[[ PROVIDED INFORMATION open ]]

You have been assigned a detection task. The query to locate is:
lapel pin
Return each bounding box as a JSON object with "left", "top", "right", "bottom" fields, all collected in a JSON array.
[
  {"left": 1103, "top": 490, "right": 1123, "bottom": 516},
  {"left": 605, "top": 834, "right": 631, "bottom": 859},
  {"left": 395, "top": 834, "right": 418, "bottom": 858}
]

[[ PROVIDED INFORMATION closed ]]

EXERCISE:
The reply must hold exactly the lines from the one containing "Return each bounding" to the last line of the entries, and nothing more.

TASK RESULT:
Return each bounding box as a JSON object with "left", "top", "right", "bottom" fields, all collected in a JSON array.
[
  {"left": 1103, "top": 490, "right": 1123, "bottom": 516},
  {"left": 605, "top": 834, "right": 631, "bottom": 859},
  {"left": 395, "top": 834, "right": 418, "bottom": 858}
]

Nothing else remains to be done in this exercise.